- INPUT FOR THIS TASK -
= Beginning of Section =

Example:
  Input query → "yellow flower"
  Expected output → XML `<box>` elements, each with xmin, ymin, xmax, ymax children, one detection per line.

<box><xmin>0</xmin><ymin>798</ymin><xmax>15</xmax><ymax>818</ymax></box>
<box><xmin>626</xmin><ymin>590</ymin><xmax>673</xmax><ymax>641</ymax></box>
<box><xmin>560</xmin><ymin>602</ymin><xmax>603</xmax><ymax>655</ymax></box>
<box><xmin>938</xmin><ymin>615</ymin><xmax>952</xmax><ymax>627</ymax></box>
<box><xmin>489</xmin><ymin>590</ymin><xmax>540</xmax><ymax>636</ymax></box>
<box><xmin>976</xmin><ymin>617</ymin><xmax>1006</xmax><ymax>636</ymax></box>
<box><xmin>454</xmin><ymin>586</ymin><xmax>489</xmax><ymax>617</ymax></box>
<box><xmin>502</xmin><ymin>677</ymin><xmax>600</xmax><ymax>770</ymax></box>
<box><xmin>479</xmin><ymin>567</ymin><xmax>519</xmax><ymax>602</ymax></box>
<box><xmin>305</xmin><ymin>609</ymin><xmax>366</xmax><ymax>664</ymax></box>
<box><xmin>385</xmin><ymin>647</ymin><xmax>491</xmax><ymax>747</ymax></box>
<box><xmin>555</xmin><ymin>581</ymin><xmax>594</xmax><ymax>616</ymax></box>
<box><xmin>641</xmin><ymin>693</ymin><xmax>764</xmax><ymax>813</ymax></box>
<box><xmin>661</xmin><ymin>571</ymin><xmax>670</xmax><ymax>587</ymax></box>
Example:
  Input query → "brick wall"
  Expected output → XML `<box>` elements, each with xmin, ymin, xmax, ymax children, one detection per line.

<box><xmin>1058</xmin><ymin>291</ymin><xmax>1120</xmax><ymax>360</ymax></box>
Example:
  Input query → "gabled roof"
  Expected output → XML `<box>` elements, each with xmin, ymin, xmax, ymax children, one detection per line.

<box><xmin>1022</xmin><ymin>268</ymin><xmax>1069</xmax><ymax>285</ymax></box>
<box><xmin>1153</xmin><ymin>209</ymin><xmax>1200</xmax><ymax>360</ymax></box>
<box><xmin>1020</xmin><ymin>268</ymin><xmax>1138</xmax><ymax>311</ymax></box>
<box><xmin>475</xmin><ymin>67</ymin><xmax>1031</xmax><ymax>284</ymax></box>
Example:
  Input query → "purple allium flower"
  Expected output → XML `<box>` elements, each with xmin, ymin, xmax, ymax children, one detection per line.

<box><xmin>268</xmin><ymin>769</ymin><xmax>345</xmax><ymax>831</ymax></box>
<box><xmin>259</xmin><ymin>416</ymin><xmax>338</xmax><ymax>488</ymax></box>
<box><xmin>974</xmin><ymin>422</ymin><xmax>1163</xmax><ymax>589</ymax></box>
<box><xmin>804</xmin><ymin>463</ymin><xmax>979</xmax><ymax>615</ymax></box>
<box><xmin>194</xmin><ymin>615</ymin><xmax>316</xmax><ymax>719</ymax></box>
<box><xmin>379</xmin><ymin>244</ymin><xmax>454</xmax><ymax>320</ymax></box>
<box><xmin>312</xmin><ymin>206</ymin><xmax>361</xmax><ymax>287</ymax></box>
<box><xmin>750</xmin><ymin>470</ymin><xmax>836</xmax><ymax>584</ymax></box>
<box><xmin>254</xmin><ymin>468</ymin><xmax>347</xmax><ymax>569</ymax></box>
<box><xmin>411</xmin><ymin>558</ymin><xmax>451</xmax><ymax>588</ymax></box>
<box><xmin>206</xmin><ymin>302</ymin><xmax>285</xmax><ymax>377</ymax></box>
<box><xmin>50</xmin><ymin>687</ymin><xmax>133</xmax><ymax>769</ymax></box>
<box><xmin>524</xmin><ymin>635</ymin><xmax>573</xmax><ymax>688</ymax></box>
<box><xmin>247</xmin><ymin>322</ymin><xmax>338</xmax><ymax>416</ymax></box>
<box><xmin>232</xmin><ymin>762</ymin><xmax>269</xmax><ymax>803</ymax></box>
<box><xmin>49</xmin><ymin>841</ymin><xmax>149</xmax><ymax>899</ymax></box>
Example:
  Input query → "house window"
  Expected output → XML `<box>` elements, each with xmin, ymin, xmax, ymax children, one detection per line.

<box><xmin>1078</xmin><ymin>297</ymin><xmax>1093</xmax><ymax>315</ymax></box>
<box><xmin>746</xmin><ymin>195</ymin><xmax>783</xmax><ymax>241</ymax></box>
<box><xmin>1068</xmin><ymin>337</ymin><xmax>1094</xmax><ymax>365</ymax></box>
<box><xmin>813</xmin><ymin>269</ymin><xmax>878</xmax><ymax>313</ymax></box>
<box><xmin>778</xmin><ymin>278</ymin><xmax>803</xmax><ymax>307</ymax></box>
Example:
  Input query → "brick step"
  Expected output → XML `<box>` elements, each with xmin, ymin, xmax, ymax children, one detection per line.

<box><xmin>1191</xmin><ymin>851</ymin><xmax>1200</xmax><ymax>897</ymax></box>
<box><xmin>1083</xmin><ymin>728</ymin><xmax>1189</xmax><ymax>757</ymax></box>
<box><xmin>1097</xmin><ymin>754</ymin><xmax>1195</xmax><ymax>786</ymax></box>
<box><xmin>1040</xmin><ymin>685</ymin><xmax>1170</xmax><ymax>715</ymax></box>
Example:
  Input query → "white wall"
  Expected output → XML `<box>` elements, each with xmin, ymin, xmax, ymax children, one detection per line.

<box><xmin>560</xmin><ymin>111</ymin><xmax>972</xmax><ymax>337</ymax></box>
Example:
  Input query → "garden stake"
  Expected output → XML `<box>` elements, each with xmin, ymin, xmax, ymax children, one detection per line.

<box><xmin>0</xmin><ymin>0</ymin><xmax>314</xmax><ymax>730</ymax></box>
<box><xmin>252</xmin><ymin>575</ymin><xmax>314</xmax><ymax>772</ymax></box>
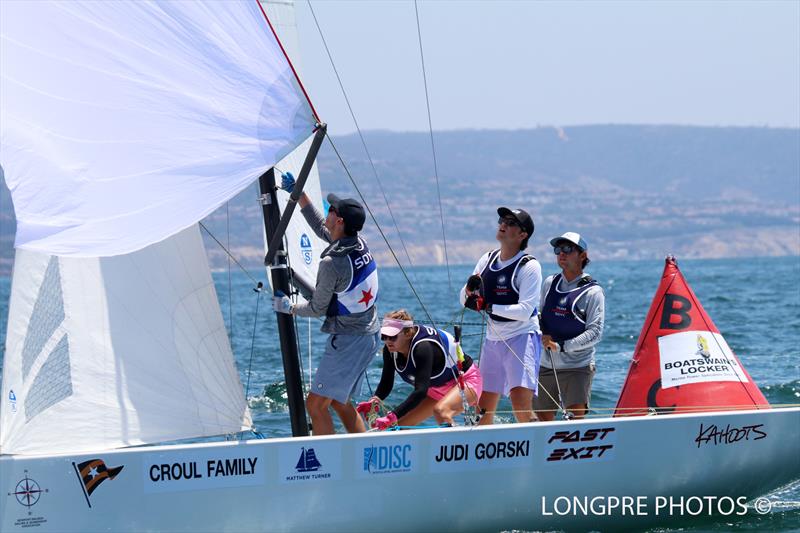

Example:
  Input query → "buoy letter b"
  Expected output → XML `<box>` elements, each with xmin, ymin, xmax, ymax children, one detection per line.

= End of Section =

- REQUIRED WORK -
Could the entries above be returned verbatim, with no pictures included?

- ANSWER TO THIS EXERCISE -
Example:
  Input query → "yellow flower"
  Expected output → XML `<box>` elements, each with xmin, ymin, xmax, ymax children, one detection per line.

<box><xmin>0</xmin><ymin>798</ymin><xmax>15</xmax><ymax>818</ymax></box>
<box><xmin>626</xmin><ymin>590</ymin><xmax>673</xmax><ymax>641</ymax></box>
<box><xmin>560</xmin><ymin>602</ymin><xmax>603</xmax><ymax>655</ymax></box>
<box><xmin>938</xmin><ymin>615</ymin><xmax>952</xmax><ymax>627</ymax></box>
<box><xmin>489</xmin><ymin>590</ymin><xmax>540</xmax><ymax>636</ymax></box>
<box><xmin>976</xmin><ymin>617</ymin><xmax>1006</xmax><ymax>636</ymax></box>
<box><xmin>454</xmin><ymin>586</ymin><xmax>489</xmax><ymax>617</ymax></box>
<box><xmin>502</xmin><ymin>677</ymin><xmax>600</xmax><ymax>770</ymax></box>
<box><xmin>479</xmin><ymin>567</ymin><xmax>519</xmax><ymax>602</ymax></box>
<box><xmin>305</xmin><ymin>609</ymin><xmax>366</xmax><ymax>664</ymax></box>
<box><xmin>385</xmin><ymin>647</ymin><xmax>491</xmax><ymax>747</ymax></box>
<box><xmin>555</xmin><ymin>581</ymin><xmax>594</xmax><ymax>616</ymax></box>
<box><xmin>641</xmin><ymin>693</ymin><xmax>764</xmax><ymax>813</ymax></box>
<box><xmin>661</xmin><ymin>571</ymin><xmax>670</xmax><ymax>587</ymax></box>
Example:
  Input query → "brick wall"
  Expected output → XML `<box>` elements, each with xmin, ymin, xmax, ymax children, one detection per line.

<box><xmin>1058</xmin><ymin>291</ymin><xmax>1120</xmax><ymax>360</ymax></box>
Example:
  Input query → "gabled roof"
  Expected output → XML `<box>` elements, each with xmin, ymin, xmax, ymax children, one detection per line.

<box><xmin>1022</xmin><ymin>268</ymin><xmax>1069</xmax><ymax>285</ymax></box>
<box><xmin>1153</xmin><ymin>209</ymin><xmax>1200</xmax><ymax>360</ymax></box>
<box><xmin>1020</xmin><ymin>268</ymin><xmax>1138</xmax><ymax>311</ymax></box>
<box><xmin>475</xmin><ymin>67</ymin><xmax>1031</xmax><ymax>284</ymax></box>
Example:
  Input query → "purple allium flower"
  Expected output → XML `<box>` elements, each with xmin, ymin, xmax, ymax children, one detection per line.

<box><xmin>268</xmin><ymin>769</ymin><xmax>345</xmax><ymax>831</ymax></box>
<box><xmin>259</xmin><ymin>416</ymin><xmax>338</xmax><ymax>488</ymax></box>
<box><xmin>974</xmin><ymin>422</ymin><xmax>1163</xmax><ymax>589</ymax></box>
<box><xmin>804</xmin><ymin>463</ymin><xmax>979</xmax><ymax>615</ymax></box>
<box><xmin>194</xmin><ymin>615</ymin><xmax>316</xmax><ymax>719</ymax></box>
<box><xmin>379</xmin><ymin>244</ymin><xmax>454</xmax><ymax>320</ymax></box>
<box><xmin>312</xmin><ymin>206</ymin><xmax>361</xmax><ymax>287</ymax></box>
<box><xmin>750</xmin><ymin>470</ymin><xmax>836</xmax><ymax>584</ymax></box>
<box><xmin>254</xmin><ymin>468</ymin><xmax>347</xmax><ymax>569</ymax></box>
<box><xmin>411</xmin><ymin>558</ymin><xmax>451</xmax><ymax>588</ymax></box>
<box><xmin>206</xmin><ymin>302</ymin><xmax>285</xmax><ymax>377</ymax></box>
<box><xmin>50</xmin><ymin>687</ymin><xmax>133</xmax><ymax>769</ymax></box>
<box><xmin>524</xmin><ymin>635</ymin><xmax>573</xmax><ymax>688</ymax></box>
<box><xmin>247</xmin><ymin>322</ymin><xmax>338</xmax><ymax>416</ymax></box>
<box><xmin>232</xmin><ymin>762</ymin><xmax>269</xmax><ymax>803</ymax></box>
<box><xmin>49</xmin><ymin>841</ymin><xmax>149</xmax><ymax>899</ymax></box>
Example:
  Input query → "house window"
  Expected output → XML `<box>` elements, each with xmin, ymin, xmax, ymax children, one detection per line.

<box><xmin>1078</xmin><ymin>297</ymin><xmax>1093</xmax><ymax>315</ymax></box>
<box><xmin>746</xmin><ymin>195</ymin><xmax>783</xmax><ymax>241</ymax></box>
<box><xmin>1068</xmin><ymin>337</ymin><xmax>1094</xmax><ymax>365</ymax></box>
<box><xmin>813</xmin><ymin>269</ymin><xmax>878</xmax><ymax>313</ymax></box>
<box><xmin>778</xmin><ymin>278</ymin><xmax>803</xmax><ymax>307</ymax></box>
Example:
  Input query → "brick step"
  Expected output → XML `<box>` elements, each with xmin, ymin, xmax, ymax children, one detection per line.

<box><xmin>1191</xmin><ymin>851</ymin><xmax>1200</xmax><ymax>897</ymax></box>
<box><xmin>1083</xmin><ymin>728</ymin><xmax>1189</xmax><ymax>757</ymax></box>
<box><xmin>1097</xmin><ymin>754</ymin><xmax>1195</xmax><ymax>786</ymax></box>
<box><xmin>1040</xmin><ymin>685</ymin><xmax>1170</xmax><ymax>715</ymax></box>
Example:
  Input query → "white wall"
  Expected output → XML `<box>` elements, each with xmin, ymin, xmax, ymax children, one detection per line.

<box><xmin>560</xmin><ymin>111</ymin><xmax>972</xmax><ymax>337</ymax></box>
Example:
  Input query → "garden stake"
  Expected output → XML `<box>` elements, each with xmin, ymin, xmax, ymax children, one detection per line.

<box><xmin>0</xmin><ymin>0</ymin><xmax>314</xmax><ymax>730</ymax></box>
<box><xmin>252</xmin><ymin>575</ymin><xmax>314</xmax><ymax>772</ymax></box>

Example:
  Input query → "buoy letter b"
  Expected output → XML `<box>` elements, each with xmin, ymin, xmax, ymax children, one detection per line.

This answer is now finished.